• Exercise description:
Retype the passage of the Spark bug report below, from "sqlContext = SQLContext(sc)" up to and including "['row', 'col', 'foo', 'bar', 'value'])".

You are viewing a plain text version of this content. The canonical link for it is here.
Posted to issues@spark.apache.org by "shao lo (JIRA)" <ji...@apache.org> on 2015/12/30 20:43:49 UTC
[jira] [Created] (SPARK-12586) Wrong answer with registerTempTable
and union sql query
shao lo created SPARK-12586:
-------------------------------
Summary: Wrong answer with registerTempTable and union sql query
Key: SPARK-12586
URL: https://issues.apache.org/jira/browse/SPARK-12586
Project: Spark
Issue Type: Bug
Affects Versions: 1.5.2
Environment: Windows 7
Reporter: shao lo
The following python script gets the wrong answer unless workarounds are used...
from pyspark import SparkContext
from pyspark.sql import SQLContext
if __name__ == "__main__":
sc = SparkContext(appName="PythonSQLbug")
sqlContext = SQLContext(sc)
data = [(v,) for v in range(1, 5)]
values = sqlContext.createDataFrame(data, ['v_value'])
values.registerTempTable("values")
values.show()
data = [
(3, 1, 1, 1, None),
(2, 1, 1, 1, 3),
(3, 2, 1, 1, None),
(3, 3, 1, 1, 2),
(3, 4, 1, 2, None)]
df1 = sqlContext.createDataFrame(data, ['row', 'col', 'foo', 'bar', 'value'])
df1.registerTempTable("t0")
df1.show()
sql_text = """select row, col, foo, bar, value2 value
from (select row, col, foo, bar, 8 value2 from t0 where row=1 and col=2) s1
union select row, col, foo, bar, value from t0 where not (row=1 and col=2)"""
df2 = sqlContext.sql(sql_text)
df2.registerTempTable("t1")
# # The following 2 line workaround fixes the problem somehow?
# df3 = sqlContext.createDataFrame(df2.collect())
# df3.registerTempTable("t1")
# # The following 4 line workaround fixes the problem too..but takes way longer
# filename = "t1.json"

• Spatial annotation records:
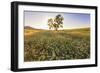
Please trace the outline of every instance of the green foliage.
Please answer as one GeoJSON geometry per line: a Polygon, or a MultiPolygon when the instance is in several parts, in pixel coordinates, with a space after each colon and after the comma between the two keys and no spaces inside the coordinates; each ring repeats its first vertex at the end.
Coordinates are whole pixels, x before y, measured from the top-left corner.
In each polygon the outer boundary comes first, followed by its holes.
{"type": "Polygon", "coordinates": [[[58,28],[63,27],[63,20],[64,18],[60,14],[58,14],[54,19],[52,18],[48,19],[49,29],[52,28],[57,31],[58,28]]]}
{"type": "Polygon", "coordinates": [[[90,31],[39,30],[25,36],[24,61],[72,60],[90,58],[90,31]]]}

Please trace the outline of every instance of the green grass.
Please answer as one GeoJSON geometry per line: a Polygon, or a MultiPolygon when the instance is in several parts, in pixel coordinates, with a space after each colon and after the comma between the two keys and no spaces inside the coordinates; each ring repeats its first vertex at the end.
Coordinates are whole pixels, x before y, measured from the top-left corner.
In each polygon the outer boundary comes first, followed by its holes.
{"type": "Polygon", "coordinates": [[[89,28],[32,31],[24,37],[25,62],[90,58],[89,28]]]}

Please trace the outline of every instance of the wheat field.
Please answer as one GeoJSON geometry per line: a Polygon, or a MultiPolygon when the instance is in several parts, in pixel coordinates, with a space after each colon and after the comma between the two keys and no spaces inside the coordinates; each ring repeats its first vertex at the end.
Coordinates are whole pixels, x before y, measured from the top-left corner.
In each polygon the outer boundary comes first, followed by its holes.
{"type": "Polygon", "coordinates": [[[25,62],[87,58],[90,58],[90,28],[24,29],[25,62]]]}

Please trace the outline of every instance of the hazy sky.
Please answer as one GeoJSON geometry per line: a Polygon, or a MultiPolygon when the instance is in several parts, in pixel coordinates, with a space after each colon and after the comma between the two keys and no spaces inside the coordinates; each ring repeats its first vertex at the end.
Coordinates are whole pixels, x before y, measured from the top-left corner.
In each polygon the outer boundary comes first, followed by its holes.
{"type": "MultiPolygon", "coordinates": [[[[24,25],[38,29],[49,29],[48,19],[61,14],[64,17],[63,29],[90,27],[90,14],[24,11],[24,25]]],[[[60,28],[62,29],[62,28],[60,28]]]]}

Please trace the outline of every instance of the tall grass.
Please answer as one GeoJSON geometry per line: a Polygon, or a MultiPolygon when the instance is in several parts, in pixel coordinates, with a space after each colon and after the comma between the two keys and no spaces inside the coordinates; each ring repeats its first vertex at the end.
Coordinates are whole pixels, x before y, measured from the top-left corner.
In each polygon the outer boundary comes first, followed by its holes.
{"type": "Polygon", "coordinates": [[[24,61],[90,58],[89,29],[38,31],[31,36],[25,36],[24,61]]]}

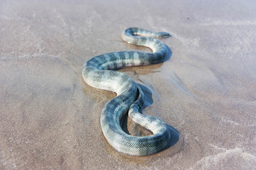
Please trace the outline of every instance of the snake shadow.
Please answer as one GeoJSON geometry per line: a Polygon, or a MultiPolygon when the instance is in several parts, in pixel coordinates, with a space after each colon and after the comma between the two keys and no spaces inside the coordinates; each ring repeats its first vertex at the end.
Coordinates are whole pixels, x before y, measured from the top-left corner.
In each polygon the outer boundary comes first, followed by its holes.
{"type": "MultiPolygon", "coordinates": [[[[142,110],[147,106],[151,105],[153,103],[153,99],[152,98],[152,93],[150,90],[146,87],[141,84],[138,84],[141,88],[145,96],[145,102],[144,104],[140,110],[140,113],[141,113],[142,110]]],[[[124,116],[121,121],[121,127],[122,127],[123,130],[126,133],[130,134],[128,130],[127,126],[128,114],[124,116]]],[[[169,144],[163,150],[165,150],[171,146],[173,146],[179,141],[180,138],[180,134],[178,131],[173,127],[168,124],[166,124],[167,127],[171,135],[171,138],[169,141],[169,144]]],[[[146,129],[145,129],[146,130],[146,129]]],[[[162,151],[161,151],[161,152],[162,151]]]]}

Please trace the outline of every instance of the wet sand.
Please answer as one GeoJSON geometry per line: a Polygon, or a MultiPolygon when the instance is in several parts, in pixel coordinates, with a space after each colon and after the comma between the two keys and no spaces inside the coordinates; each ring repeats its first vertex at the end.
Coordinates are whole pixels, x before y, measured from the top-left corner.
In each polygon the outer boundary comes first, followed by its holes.
{"type": "MultiPolygon", "coordinates": [[[[256,168],[256,3],[235,1],[0,1],[0,169],[256,168]],[[169,124],[171,146],[118,152],[100,118],[116,94],[83,81],[84,63],[147,48],[125,29],[165,31],[169,58],[124,68],[143,112],[169,124]]],[[[123,128],[150,134],[125,118],[123,128]]]]}

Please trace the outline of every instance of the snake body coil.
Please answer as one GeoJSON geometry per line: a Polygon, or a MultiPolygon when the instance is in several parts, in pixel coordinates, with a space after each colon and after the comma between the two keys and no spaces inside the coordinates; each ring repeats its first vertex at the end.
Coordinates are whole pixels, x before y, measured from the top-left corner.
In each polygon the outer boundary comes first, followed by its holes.
{"type": "Polygon", "coordinates": [[[159,62],[165,57],[167,50],[164,45],[153,38],[170,35],[165,32],[130,28],[124,30],[122,36],[128,43],[148,47],[153,52],[121,51],[100,55],[84,64],[82,73],[84,81],[90,86],[117,94],[105,106],[100,117],[102,131],[108,142],[118,151],[127,154],[149,155],[168,145],[171,138],[169,131],[161,120],[139,112],[144,101],[140,87],[129,75],[111,70],[159,62]],[[135,137],[125,133],[122,130],[120,121],[127,112],[133,121],[153,134],[135,137]]]}

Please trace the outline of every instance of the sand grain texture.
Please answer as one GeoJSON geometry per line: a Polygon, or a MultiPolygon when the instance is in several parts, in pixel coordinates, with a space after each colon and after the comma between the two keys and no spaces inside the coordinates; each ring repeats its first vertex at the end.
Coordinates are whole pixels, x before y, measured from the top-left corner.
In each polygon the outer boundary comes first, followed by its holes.
{"type": "MultiPolygon", "coordinates": [[[[256,3],[0,1],[0,169],[256,168],[256,3]],[[143,113],[171,126],[169,148],[119,153],[101,131],[115,96],[84,82],[91,58],[126,50],[136,26],[167,32],[171,57],[124,68],[143,113]],[[151,105],[150,104],[151,104],[151,105]]],[[[150,134],[127,118],[124,129],[150,134]]]]}

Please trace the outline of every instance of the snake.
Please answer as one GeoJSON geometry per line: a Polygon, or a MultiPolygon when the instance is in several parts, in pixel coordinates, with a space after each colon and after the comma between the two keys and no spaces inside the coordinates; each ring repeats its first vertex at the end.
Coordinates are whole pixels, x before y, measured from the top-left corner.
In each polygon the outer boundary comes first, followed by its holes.
{"type": "Polygon", "coordinates": [[[106,53],[91,58],[83,66],[82,74],[85,82],[93,87],[116,94],[116,96],[103,108],[100,122],[107,141],[119,152],[132,155],[147,155],[164,150],[170,143],[171,137],[167,125],[159,118],[140,112],[145,99],[140,86],[130,76],[116,70],[162,62],[167,53],[167,47],[156,39],[170,36],[165,32],[127,28],[122,33],[124,41],[149,47],[152,52],[125,51],[106,53]],[[125,133],[121,123],[127,113],[133,121],[153,134],[135,136],[125,133]]]}

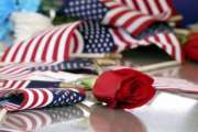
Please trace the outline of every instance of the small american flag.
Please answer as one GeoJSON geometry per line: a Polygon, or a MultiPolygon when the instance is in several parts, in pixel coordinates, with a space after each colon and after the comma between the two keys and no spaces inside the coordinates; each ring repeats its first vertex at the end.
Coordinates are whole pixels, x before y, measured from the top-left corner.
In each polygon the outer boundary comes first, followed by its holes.
{"type": "MultiPolygon", "coordinates": [[[[145,14],[142,10],[131,9],[119,1],[66,0],[64,8],[66,14],[94,21],[78,21],[37,33],[32,38],[14,44],[6,51],[1,61],[8,63],[64,62],[69,59],[72,53],[121,52],[129,47],[154,43],[182,62],[180,45],[173,31],[136,37],[154,23],[168,18],[163,12],[169,12],[172,8],[168,8],[169,2],[164,1],[156,2],[161,3],[160,7],[163,9],[156,15],[156,13],[145,14]]],[[[151,2],[148,7],[152,6],[151,2]]]]}
{"type": "Polygon", "coordinates": [[[102,24],[123,28],[138,35],[156,21],[172,14],[167,0],[66,0],[66,15],[84,20],[98,20],[102,24]],[[130,2],[130,4],[128,4],[130,2]]]}
{"type": "Polygon", "coordinates": [[[82,90],[74,89],[21,89],[10,94],[3,100],[1,98],[1,107],[8,111],[19,111],[25,109],[36,109],[44,107],[62,107],[73,106],[85,99],[82,90]]]}
{"type": "MultiPolygon", "coordinates": [[[[53,63],[67,61],[69,57],[69,52],[73,51],[73,48],[69,47],[70,43],[73,42],[73,36],[77,37],[78,35],[78,33],[75,32],[75,28],[79,23],[80,22],[74,22],[59,25],[35,34],[28,41],[14,44],[11,48],[8,48],[4,52],[1,62],[53,63]]],[[[79,45],[76,46],[78,46],[78,50],[80,50],[79,45]]]]}
{"type": "Polygon", "coordinates": [[[30,82],[30,80],[0,80],[0,92],[24,89],[30,82]]]}
{"type": "Polygon", "coordinates": [[[168,15],[164,15],[162,19],[168,19],[176,12],[173,6],[173,0],[114,0],[122,3],[130,9],[141,11],[145,14],[158,15],[167,12],[168,15]]]}

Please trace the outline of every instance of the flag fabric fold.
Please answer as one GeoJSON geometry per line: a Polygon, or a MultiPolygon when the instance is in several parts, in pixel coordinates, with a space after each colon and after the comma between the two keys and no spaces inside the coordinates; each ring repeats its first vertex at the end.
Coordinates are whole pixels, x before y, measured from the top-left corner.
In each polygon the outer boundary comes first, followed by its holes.
{"type": "Polygon", "coordinates": [[[84,117],[78,107],[28,110],[8,113],[2,127],[19,131],[34,131],[54,123],[77,120],[84,117]]]}
{"type": "Polygon", "coordinates": [[[85,99],[85,92],[76,89],[29,88],[14,90],[1,98],[1,107],[8,111],[19,111],[44,107],[73,106],[85,99]]]}

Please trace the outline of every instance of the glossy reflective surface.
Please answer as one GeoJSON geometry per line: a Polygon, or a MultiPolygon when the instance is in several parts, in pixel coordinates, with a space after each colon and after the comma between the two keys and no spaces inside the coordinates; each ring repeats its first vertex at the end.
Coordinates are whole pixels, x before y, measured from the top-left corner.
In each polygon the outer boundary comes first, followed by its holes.
{"type": "MultiPolygon", "coordinates": [[[[150,73],[198,82],[198,65],[188,63],[150,73]]],[[[101,106],[65,107],[9,113],[1,129],[35,132],[197,132],[198,102],[158,92],[147,105],[133,110],[101,106]]]]}

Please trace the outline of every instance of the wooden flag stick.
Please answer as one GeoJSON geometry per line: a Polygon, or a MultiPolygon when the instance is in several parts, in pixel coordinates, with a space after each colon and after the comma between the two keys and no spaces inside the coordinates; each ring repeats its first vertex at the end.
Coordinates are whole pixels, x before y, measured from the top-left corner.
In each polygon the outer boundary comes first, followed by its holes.
{"type": "Polygon", "coordinates": [[[147,66],[140,66],[140,67],[136,67],[136,70],[147,73],[151,70],[157,70],[161,68],[166,68],[166,67],[177,66],[177,65],[180,65],[180,63],[178,63],[176,61],[169,61],[169,62],[157,63],[157,64],[152,64],[152,65],[147,65],[147,66]]]}
{"type": "Polygon", "coordinates": [[[168,19],[168,22],[179,22],[184,19],[183,15],[175,15],[168,19]]]}
{"type": "Polygon", "coordinates": [[[4,117],[7,116],[8,110],[4,108],[1,108],[0,110],[0,123],[4,120],[4,117]]]}
{"type": "Polygon", "coordinates": [[[112,59],[120,59],[122,58],[122,55],[119,53],[106,53],[106,54],[100,54],[100,53],[81,53],[81,54],[70,54],[72,58],[112,58],[112,59]]]}

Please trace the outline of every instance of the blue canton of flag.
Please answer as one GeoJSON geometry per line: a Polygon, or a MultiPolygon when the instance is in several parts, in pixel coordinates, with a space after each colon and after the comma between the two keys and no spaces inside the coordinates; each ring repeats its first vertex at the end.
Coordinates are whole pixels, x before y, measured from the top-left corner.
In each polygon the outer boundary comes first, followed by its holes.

• Answer below:
sqlContext = SQLContext(sc)
data = [(v,) for v in range(1, 5)]
values = sqlContext.createDataFrame(data, ['v_value'])
values.registerTempTable("values")
values.show()
data = [
(3, 1, 1, 1, None),
(2, 1, 1, 1, 3),
(3, 2, 1, 1, None),
(3, 3, 1, 1, 2),
(3, 4, 1, 2, None)]
df1 = sqlContext.createDataFrame(data, ['row', 'col', 'foo', 'bar', 'value'])